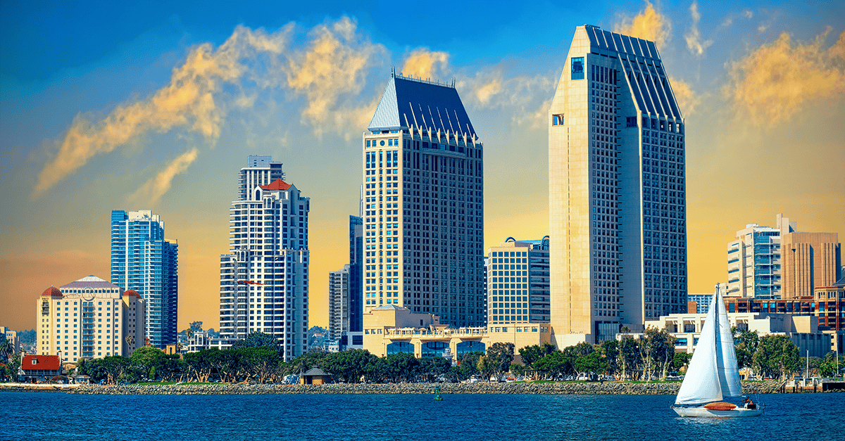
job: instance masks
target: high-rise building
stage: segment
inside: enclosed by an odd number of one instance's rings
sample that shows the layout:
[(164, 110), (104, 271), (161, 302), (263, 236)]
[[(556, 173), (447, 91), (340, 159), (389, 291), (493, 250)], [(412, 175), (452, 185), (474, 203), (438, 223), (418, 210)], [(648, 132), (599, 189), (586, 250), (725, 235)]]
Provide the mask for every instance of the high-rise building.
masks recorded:
[(797, 227), (777, 215), (775, 228), (748, 224), (728, 244), (728, 296), (781, 298), (781, 238)]
[(783, 298), (812, 296), (842, 277), (837, 233), (793, 231), (781, 239)]
[(69, 362), (129, 357), (145, 343), (144, 306), (138, 292), (94, 275), (50, 286), (35, 302), (35, 352)]
[[(349, 265), (329, 273), (329, 340), (341, 340), (349, 329)], [(338, 344), (341, 350), (342, 345)]]
[(178, 244), (150, 210), (112, 210), (112, 283), (146, 302), (145, 335), (160, 349), (177, 342)]
[(329, 339), (340, 351), (363, 345), (363, 219), (349, 216), (349, 264), (329, 273)]
[(363, 143), (365, 313), (482, 325), (483, 151), (454, 84), (391, 74)]
[(237, 174), (237, 199), (246, 200), (247, 192), (259, 185), (267, 185), (276, 179), (285, 179), (281, 171), (281, 162), (273, 162), (272, 156), (250, 155), (247, 156), (247, 166)]
[(251, 177), (250, 187), (232, 203), (229, 253), (220, 257), (221, 337), (270, 334), (290, 360), (308, 346), (310, 199), (281, 179), (265, 182), (281, 170), (255, 172), (253, 158), (241, 169), (238, 182)]
[(578, 26), (548, 124), (558, 346), (685, 311), (685, 128), (657, 46)]
[(548, 323), (548, 237), (509, 237), (488, 262), (488, 325)]

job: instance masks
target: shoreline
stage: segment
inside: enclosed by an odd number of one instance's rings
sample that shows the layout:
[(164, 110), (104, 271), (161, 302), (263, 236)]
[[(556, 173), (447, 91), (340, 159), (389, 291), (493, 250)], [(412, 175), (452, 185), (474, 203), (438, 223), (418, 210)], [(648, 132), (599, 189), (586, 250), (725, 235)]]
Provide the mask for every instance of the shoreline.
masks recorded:
[[(746, 383), (745, 394), (779, 393), (780, 381)], [(84, 395), (254, 395), (254, 394), (433, 394), (440, 387), (441, 395), (451, 394), (523, 394), (523, 395), (677, 395), (680, 382), (626, 383), (412, 383), (412, 384), (0, 384), (0, 391), (45, 391)], [(68, 387), (70, 386), (70, 387)]]
[[(743, 384), (743, 393), (778, 394), (780, 381)], [(63, 392), (83, 395), (401, 395), (434, 394), (439, 386), (441, 395), (453, 394), (515, 394), (515, 395), (677, 395), (680, 382), (673, 383), (412, 383), (412, 384), (0, 384), (0, 391)], [(756, 389), (756, 392), (755, 392)], [(819, 393), (837, 392), (831, 390)], [(838, 390), (842, 392), (842, 390)], [(784, 393), (813, 393), (813, 389)]]

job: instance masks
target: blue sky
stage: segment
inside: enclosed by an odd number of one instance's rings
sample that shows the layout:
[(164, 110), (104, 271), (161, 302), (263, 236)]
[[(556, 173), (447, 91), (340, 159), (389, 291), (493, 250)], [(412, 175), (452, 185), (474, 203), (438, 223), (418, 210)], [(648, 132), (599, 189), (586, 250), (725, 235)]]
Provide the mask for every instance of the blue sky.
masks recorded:
[(455, 79), (485, 143), (486, 246), (542, 237), (545, 112), (583, 24), (658, 42), (687, 119), (691, 292), (726, 280), (725, 244), (747, 223), (783, 212), (845, 232), (841, 2), (246, 3), (0, 7), (0, 323), (31, 327), (50, 285), (108, 279), (109, 211), (150, 209), (179, 240), (180, 327), (215, 326), (235, 173), (269, 154), (312, 198), (324, 324), (391, 66)]

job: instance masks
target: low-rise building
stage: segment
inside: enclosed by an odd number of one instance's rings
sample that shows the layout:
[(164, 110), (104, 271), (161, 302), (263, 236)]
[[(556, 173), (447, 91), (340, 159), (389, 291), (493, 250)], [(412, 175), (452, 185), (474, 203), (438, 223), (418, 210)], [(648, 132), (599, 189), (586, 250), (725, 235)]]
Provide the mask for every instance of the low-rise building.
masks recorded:
[(20, 360), (18, 381), (38, 383), (62, 374), (62, 359), (57, 355), (26, 355)]
[(0, 336), (3, 336), (6, 341), (12, 344), (14, 352), (20, 352), (20, 339), (18, 338), (17, 331), (14, 331), (5, 326), (0, 326)]
[(418, 358), (444, 357), (456, 362), (466, 352), (483, 352), (494, 343), (513, 343), (518, 354), (520, 348), (551, 342), (548, 324), (450, 328), (436, 315), (412, 313), (395, 305), (364, 313), (363, 324), (363, 348), (378, 357), (407, 352)]
[[(675, 351), (692, 353), (704, 327), (707, 314), (670, 314), (646, 322), (646, 327), (666, 329), (675, 337)], [(757, 331), (762, 335), (780, 335), (788, 337), (802, 355), (824, 357), (831, 351), (831, 335), (819, 331), (816, 318), (811, 315), (760, 313), (728, 313), (732, 327), (739, 330)], [(624, 338), (630, 334), (619, 334)]]

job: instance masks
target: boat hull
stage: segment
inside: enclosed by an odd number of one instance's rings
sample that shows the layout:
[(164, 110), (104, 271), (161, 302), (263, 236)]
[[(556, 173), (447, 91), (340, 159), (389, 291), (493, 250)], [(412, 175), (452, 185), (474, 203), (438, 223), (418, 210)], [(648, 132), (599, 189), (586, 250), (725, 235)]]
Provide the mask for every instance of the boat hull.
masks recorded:
[(763, 414), (763, 406), (756, 409), (737, 407), (730, 411), (711, 411), (704, 407), (672, 406), (672, 410), (681, 416), (701, 416), (706, 418), (742, 418), (746, 416), (760, 416)]

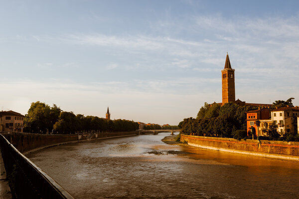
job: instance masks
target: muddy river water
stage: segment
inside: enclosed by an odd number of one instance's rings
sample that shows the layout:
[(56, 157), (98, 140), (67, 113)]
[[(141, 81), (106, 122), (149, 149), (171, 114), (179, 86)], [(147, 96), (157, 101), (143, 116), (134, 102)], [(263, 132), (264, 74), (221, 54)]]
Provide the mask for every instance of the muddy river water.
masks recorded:
[(161, 141), (168, 135), (86, 141), (27, 156), (77, 199), (299, 198), (299, 162), (168, 145)]

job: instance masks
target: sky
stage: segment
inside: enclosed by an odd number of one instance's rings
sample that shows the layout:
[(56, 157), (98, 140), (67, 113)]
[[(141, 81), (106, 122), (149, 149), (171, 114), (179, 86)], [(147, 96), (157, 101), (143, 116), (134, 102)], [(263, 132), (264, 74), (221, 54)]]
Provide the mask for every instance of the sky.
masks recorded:
[(299, 1), (11, 0), (0, 6), (0, 106), (177, 125), (236, 100), (299, 105)]

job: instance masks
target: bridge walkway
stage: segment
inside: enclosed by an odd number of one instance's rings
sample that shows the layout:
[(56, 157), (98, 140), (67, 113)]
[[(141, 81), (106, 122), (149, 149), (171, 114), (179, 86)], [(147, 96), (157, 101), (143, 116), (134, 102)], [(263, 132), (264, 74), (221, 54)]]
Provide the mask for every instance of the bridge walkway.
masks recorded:
[(6, 180), (6, 174), (0, 149), (0, 199), (11, 199), (10, 189)]

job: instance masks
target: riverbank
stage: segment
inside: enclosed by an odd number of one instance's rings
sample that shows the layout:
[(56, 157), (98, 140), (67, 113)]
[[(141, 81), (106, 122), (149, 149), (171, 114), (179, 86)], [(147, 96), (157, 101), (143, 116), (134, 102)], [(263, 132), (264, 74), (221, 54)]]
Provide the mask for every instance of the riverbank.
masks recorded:
[(162, 139), (162, 141), (166, 144), (179, 145), (180, 143), (176, 142), (175, 140), (176, 140), (176, 135), (166, 136), (164, 138)]
[(11, 198), (10, 189), (6, 179), (6, 173), (0, 150), (0, 199), (9, 199)]
[[(165, 140), (172, 142), (173, 138)], [(181, 135), (180, 141), (188, 145), (216, 151), (263, 157), (299, 161), (299, 145), (295, 142), (237, 140), (233, 138)], [(166, 142), (165, 142), (166, 143)]]

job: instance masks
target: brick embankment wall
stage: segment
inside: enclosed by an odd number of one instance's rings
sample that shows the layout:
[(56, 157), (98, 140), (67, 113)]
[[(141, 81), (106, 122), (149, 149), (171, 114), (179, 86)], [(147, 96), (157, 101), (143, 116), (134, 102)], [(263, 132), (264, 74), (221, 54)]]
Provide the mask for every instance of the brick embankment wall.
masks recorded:
[(271, 158), (299, 160), (299, 142), (241, 140), (181, 135), (181, 142), (207, 149)]
[[(136, 131), (94, 134), (90, 138), (107, 139), (136, 135)], [(27, 133), (10, 133), (3, 135), (21, 153), (41, 149), (47, 147), (87, 140), (88, 134), (46, 135)]]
##############################
Given exercise. Pull out, unchanged, the stretch from the start of the material through the line that contains "[(548, 323), (548, 237), (509, 237), (488, 262), (488, 325)]", leaving the pictures out.

Answer for the task.
job: instance masks
target: high-rise building
stage: segment
inside: enclosed by an odd number of one instance's rings
sample that shows the layout:
[(164, 110), (104, 271), (161, 302), (263, 236)]
[[(556, 173), (447, 91), (340, 159), (389, 291), (493, 250)], [(412, 175), (452, 185), (474, 203), (438, 223), (418, 210)], [(648, 132), (599, 189), (586, 250), (725, 235)]]
Provide the mask for every instance of the high-rise building.
masks recorded:
[(797, 227), (777, 215), (775, 228), (748, 224), (728, 244), (728, 296), (781, 298), (781, 238)]
[(783, 298), (812, 296), (842, 277), (837, 233), (793, 231), (781, 239)]
[(69, 362), (129, 357), (145, 343), (144, 306), (138, 292), (94, 275), (50, 286), (35, 302), (35, 352)]
[[(349, 265), (329, 273), (329, 340), (341, 340), (349, 329)], [(338, 344), (341, 350), (342, 345)]]
[(178, 244), (150, 210), (112, 210), (112, 283), (146, 302), (145, 335), (160, 349), (177, 342)]
[(329, 339), (340, 351), (363, 345), (363, 219), (349, 216), (349, 264), (329, 273)]
[(363, 143), (365, 313), (482, 325), (483, 151), (454, 84), (391, 74)]
[(237, 174), (237, 199), (246, 200), (247, 192), (259, 185), (267, 185), (276, 179), (285, 179), (281, 171), (281, 162), (273, 162), (272, 156), (250, 155), (247, 156), (247, 166)]
[(251, 177), (250, 187), (232, 203), (229, 253), (220, 257), (221, 337), (270, 334), (290, 360), (308, 346), (310, 199), (281, 179), (265, 182), (281, 170), (255, 172), (253, 158), (241, 169), (238, 182)]
[(578, 26), (548, 124), (558, 346), (685, 311), (685, 128), (657, 46)]
[(548, 323), (548, 237), (509, 237), (488, 262), (488, 325)]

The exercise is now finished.